» **EXCERPT PROVIDED**
— start —
In this milieu, the Brotherhood was set up as a religious secret society known publicly for its emphasis on Islamic education and for its charitable activities. But soon after it was formed, a British intelligence agent, Freya Stark, appeared on the scene in Egypt.

Stark, a self-proclaimed Jew-hater, was a wandering agent of British intelligence during the Second World War. In her book East Is West (1945), she compared "Fascist Rome," "Zionist Jerusalem," and the "British Empire." She wrote: "The skein of the Middle East in all these centuries has gathered threads of very many colours; and no return to simple black and white will ever be possible again—whether it be the dream of Fascist Rome or Zionist Jerusalem, or that British form of empire which has become obsolete."

Stark served with the British in the Middle East to help counteract Nazi influence in Aden, Cairo, and Baghdad. Later she was also sent on missions to the United States, Canada, and India. Once in Cairo, she soon set up the Ikhwan al-Hurriyah (Brotherhood of Freedom), ostensibly to keep track of the growing German activities in North Africa. Soon she made contact with the Brotherhood and became a source for London on the many different political movements that were springing up in Egypt, with the help of Banna and his people.

In other words, since its very inception, the Muslim Brotherhood has been a stool pigeon for British intelligence.

But this was not the only face of Banna's "Islamic" outfit, and the MB soon moved into its next phase, developing links with the Nazis.
— end —
» **EXERCISE INSTRUCTIONS**
A. List the cities where, according to the excerpt about Freya Stark and the Brotherhood, Stark served with the British to help counteract Nazi influence.
B. In what year was Stark's book East Is West published, according to the excerpt about Freya Stark and the Brotherhood?
C. Reproduce the stretch of the excerpt about Freya Stark and the Brotherhood from "Stark served with" through "and his people.".

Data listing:
— start —
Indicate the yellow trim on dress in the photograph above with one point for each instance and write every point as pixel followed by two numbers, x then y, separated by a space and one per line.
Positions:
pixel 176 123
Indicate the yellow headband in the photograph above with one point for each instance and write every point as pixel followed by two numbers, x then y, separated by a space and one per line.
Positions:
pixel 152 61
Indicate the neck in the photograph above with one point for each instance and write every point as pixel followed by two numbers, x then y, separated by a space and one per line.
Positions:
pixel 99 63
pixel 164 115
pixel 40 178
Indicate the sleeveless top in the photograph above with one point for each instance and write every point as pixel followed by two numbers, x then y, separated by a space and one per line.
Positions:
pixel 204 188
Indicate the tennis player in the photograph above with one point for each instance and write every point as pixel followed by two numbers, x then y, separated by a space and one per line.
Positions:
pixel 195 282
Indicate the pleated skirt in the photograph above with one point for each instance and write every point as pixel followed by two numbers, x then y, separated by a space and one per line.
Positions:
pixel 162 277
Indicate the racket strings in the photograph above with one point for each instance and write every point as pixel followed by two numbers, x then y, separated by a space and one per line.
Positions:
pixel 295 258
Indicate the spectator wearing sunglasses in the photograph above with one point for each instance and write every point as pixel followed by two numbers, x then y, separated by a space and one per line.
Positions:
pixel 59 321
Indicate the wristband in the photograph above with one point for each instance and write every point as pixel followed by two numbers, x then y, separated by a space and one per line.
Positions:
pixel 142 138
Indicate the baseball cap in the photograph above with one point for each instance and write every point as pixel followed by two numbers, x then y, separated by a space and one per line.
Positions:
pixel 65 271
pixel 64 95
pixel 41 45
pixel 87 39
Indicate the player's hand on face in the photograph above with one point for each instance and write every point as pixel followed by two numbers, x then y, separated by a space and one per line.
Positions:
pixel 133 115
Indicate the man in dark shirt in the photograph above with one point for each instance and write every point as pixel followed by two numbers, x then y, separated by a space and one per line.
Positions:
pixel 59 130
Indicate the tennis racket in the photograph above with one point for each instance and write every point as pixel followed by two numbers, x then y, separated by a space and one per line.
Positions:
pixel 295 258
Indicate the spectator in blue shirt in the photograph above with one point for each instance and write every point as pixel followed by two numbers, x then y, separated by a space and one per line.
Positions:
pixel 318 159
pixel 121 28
— end —
» **SOLUTIONS TO THE EXERCISE**
A. Aden, Cairo, Baghdad

B. 1945

C.
Stark served with the British in the Middle East to help counteract Nazi influence in Aden, Cairo, and Baghdad. Later she was also sent on missions to the United States, Canada, and India. Once in Cairo, she soon set up the Ikhwan al-Hurriyah (Brotherhood of Freedom), ostensibly to keep track of the growing German activities in North Africa. Soon she made contact with the Brotherhood and became a source for London on the many different political movements that were springing up in Egypt, with the help of Banna and his people.